Is LUT sharing between adjacent cogs very important?

Phil Pilgrim (PhiPi) · 2016-05-19 04:24

My gut tells me that, starting from reset it won't matter. But once things get fragmented, preferring singleton cogs with already-allocated odd/even mates is definitely the way to go. (I can't believe I'm still abetting this discussion. I should be flogged.)

-Phil

jmg · 2016-05-19 04:26

cgracey wrote: »

Good thinking. What I got out of that is that when a single cog is requested, an unused cog within an even/odd pair in which the other cog is in use is preferred over an unused cog whose even/odd neighbor is also unused. This will tend to leave unused even/odd pairs available for double-cog requests. Neat! Phil, would it really work?

That checking-two-deep makes good sense, I guess it has fairly low logic cost ?

cgracey · 2016-05-19 04:26

Phil Pilgrim (PhiPi) wrote: »

My gut tells me that, starting from reset it won't matter. But once things get fragmented, preferring singleton cogs with already-allocated odd/even mates is definitely the way to go. (I can't believe I'm still abetting this discussion. I should be flogged.)

-Phil

I'm glad your so excited about things.

Phil Pilgrim (PhiPi) · 2016-05-19 04:45

cgracey wrote:

I'm glad your so excited about things.

There's a scene near the end of Kurt Vonnegut's Player Piano that I'll never forget. The Luddites have destroyed the robots and all they represent, including an automated orange juice vending machine in a station somewhere. One of them, fresh from victory, looks at the orange juice machine and says, "I think I can make it work again."

It's a sickness, really.

-Phil

cgracey · 2016-05-19 04:53

Phil Pilgrim (PhiPi) wrote: »

cgracey wrote:

I'm glad your so excited about things.

There's a scene near the end of Kurt Vonnegut's Player Piano that I'll never forget. The Luddites have destroyed the robots and all they represent, including an automated orange juice vending machine in a station somewhere. One of them, fresh from victory, looks at the orange juice machine and says, "I think I can make it work again."

Task directions - Retype the full forum thread on LUT sharing between adjacent cogs word for word. None of the rows are needed for this work.

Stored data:
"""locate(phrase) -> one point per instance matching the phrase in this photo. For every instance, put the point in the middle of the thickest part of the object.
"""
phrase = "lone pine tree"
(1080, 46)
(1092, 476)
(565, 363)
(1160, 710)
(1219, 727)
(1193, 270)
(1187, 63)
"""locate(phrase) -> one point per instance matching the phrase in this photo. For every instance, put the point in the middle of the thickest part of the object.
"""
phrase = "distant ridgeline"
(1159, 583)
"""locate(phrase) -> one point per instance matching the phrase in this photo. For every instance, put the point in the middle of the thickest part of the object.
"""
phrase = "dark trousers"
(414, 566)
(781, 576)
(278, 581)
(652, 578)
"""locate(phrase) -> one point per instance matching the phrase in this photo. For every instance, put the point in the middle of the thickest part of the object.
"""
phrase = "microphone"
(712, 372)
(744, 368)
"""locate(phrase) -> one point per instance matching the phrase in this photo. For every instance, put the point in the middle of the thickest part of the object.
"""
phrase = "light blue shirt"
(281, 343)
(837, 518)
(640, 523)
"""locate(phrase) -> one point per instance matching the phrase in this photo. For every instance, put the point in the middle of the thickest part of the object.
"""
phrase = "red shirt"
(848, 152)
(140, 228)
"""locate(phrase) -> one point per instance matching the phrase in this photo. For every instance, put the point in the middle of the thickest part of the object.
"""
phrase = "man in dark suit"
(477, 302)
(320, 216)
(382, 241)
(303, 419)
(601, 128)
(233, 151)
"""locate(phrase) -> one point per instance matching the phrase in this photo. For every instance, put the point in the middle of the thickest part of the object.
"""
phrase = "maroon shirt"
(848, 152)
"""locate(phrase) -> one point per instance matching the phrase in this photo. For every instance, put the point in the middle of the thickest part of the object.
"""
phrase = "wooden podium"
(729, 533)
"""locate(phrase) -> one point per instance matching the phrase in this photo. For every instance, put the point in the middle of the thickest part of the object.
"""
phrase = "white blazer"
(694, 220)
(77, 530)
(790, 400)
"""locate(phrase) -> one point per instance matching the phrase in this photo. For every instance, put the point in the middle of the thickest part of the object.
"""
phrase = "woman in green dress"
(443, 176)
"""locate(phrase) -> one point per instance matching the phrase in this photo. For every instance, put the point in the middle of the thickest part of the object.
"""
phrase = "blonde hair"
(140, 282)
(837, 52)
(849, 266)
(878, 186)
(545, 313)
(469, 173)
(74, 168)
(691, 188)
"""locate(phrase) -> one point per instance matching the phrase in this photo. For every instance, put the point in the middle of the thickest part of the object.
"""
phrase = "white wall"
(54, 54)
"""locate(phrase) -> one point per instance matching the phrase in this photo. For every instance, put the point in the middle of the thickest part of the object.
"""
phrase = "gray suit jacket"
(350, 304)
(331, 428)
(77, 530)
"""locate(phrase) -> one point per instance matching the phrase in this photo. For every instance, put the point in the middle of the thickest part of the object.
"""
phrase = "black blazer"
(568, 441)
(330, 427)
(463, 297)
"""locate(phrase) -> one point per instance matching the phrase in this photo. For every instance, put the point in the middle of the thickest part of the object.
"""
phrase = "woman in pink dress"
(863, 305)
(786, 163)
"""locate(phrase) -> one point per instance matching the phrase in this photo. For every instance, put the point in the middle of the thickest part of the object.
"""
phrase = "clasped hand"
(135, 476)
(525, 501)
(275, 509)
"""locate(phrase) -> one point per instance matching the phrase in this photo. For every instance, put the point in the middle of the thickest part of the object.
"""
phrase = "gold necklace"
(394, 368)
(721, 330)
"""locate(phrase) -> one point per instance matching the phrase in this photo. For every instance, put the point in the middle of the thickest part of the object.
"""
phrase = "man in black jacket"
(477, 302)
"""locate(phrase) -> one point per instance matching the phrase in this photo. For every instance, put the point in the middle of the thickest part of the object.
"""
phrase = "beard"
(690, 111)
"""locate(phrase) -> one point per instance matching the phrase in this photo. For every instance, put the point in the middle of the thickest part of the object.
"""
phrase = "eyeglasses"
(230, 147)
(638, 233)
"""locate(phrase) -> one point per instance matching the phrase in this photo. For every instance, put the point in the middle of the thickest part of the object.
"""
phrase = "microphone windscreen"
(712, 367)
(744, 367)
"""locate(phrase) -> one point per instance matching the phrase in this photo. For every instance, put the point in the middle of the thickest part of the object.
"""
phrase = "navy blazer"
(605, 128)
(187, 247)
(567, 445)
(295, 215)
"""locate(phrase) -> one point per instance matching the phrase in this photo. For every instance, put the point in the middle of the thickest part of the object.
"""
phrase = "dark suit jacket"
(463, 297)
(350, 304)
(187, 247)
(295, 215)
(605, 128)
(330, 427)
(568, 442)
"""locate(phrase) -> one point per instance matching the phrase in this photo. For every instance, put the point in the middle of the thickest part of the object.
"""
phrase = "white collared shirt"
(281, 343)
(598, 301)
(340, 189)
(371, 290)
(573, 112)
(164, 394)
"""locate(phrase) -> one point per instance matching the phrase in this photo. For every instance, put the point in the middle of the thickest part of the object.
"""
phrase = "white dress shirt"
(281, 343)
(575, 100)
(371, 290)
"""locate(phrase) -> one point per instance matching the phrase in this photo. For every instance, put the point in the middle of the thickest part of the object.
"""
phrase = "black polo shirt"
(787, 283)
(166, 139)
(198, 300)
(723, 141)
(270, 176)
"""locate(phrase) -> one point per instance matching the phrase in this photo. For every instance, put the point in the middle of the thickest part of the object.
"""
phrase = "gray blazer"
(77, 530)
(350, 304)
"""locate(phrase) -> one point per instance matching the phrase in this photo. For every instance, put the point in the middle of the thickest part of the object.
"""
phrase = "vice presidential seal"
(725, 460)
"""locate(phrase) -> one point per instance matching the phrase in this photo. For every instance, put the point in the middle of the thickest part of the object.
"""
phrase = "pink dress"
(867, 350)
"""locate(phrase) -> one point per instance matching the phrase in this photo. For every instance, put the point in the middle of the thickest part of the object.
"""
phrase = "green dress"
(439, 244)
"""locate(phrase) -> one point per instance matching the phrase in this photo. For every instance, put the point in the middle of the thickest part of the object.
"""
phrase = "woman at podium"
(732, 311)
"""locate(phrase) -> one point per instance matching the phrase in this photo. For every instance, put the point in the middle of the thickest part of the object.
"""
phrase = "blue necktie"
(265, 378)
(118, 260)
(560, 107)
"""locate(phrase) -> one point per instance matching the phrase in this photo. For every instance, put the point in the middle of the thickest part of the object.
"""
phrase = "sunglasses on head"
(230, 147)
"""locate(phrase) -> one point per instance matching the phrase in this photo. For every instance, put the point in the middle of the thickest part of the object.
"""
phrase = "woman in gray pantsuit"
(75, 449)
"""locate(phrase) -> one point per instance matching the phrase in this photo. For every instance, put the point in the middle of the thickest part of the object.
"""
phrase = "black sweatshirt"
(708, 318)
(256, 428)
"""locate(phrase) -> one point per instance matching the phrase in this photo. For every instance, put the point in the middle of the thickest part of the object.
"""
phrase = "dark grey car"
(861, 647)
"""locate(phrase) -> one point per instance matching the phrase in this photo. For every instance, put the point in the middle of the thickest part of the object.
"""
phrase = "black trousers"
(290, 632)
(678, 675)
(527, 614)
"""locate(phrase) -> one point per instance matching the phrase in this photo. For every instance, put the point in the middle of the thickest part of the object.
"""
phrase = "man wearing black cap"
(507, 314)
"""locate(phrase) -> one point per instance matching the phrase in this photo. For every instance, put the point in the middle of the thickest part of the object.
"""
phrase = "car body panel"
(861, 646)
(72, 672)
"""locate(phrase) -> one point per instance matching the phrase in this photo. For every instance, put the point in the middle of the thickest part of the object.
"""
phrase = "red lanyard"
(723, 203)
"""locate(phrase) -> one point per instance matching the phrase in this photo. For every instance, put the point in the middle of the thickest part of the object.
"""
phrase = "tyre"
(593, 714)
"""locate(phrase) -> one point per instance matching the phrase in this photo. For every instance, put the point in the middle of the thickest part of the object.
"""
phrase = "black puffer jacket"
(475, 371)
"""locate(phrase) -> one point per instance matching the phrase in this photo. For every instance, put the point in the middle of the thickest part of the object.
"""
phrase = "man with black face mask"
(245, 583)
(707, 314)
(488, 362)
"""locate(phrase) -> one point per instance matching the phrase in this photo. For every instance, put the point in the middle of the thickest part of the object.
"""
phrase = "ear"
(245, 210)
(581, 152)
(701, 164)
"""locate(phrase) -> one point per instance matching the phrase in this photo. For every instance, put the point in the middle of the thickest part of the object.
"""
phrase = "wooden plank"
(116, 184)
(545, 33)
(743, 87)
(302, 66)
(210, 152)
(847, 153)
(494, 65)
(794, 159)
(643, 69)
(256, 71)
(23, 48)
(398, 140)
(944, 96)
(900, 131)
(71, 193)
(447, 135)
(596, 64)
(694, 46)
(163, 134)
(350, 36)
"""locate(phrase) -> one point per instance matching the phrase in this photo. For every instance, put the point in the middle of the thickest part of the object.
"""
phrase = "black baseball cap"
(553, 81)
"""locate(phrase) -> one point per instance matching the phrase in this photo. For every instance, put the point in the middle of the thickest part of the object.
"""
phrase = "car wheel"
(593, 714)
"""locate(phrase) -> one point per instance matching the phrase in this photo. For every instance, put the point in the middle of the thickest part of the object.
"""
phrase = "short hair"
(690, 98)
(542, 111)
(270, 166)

Reply to the task -
Is LUT sharing between adjacent cogs very important?

Phil Pilgrim (PhiPi) · 2016-05-19 04:24

My gut tells me that, starting from reset it won't matter. But once things get fragmented, preferring singleton cogs with already-allocated odd/even mates is definitely the way to go. (I can't believe I'm still abetting this discussion. I should be flogged.)

-Phil

jmg · 2016-05-19 04:26

cgracey wrote: »

Good thinking. What I got out of that is that when a single cog is requested, an unused cog within an even/odd pair in which the other cog is in use is preferred over an unused cog whose even/odd neighbor is also unused. This will tend to leave unused even/odd pairs available for double-cog requests. Neat! Phil, would it really work?

That checking-two-deep makes good sense, I guess it has fairly low logic cost ?

cgracey · 2016-05-19 04:26

Phil Pilgrim (PhiPi) wrote: »

My gut tells me that, starting from reset it won't matter. But once things get fragmented, preferring singleton cogs with already-allocated odd/even mates is definitely the way to go. (I can't believe I'm still abetting this discussion. I should be flogged.)

-Phil

I'm glad your so excited about things.

Phil Pilgrim (PhiPi) · 2016-05-19 04:45

cgracey wrote:

I'm glad your so excited about things.

There's a scene near the end of Kurt Vonnegut's Player Piano that I'll never forget. The Luddites have destroyed the robots and all they represent, including an automated orange juice vending machine in a station somewhere. One of them, fresh from victory, looks at the orange juice machine and says, "I think I can make it work again."

It's a sickness, really.

-Phil

cgracey · 2016-05-19 04:53

Phil Pilgrim (PhiPi) wrote: »

cgracey wrote:

I'm glad your so excited about things.

There's a scene near the end of Kurt Vonnegut's Player Piano that I'll never forget. The Luddites have destroyed the robots and all they represent, including an automated orange juice vending machine in a station somewhere. One of them, fresh from victory, looks at the orange juice machine and says, "I think I can make it work again."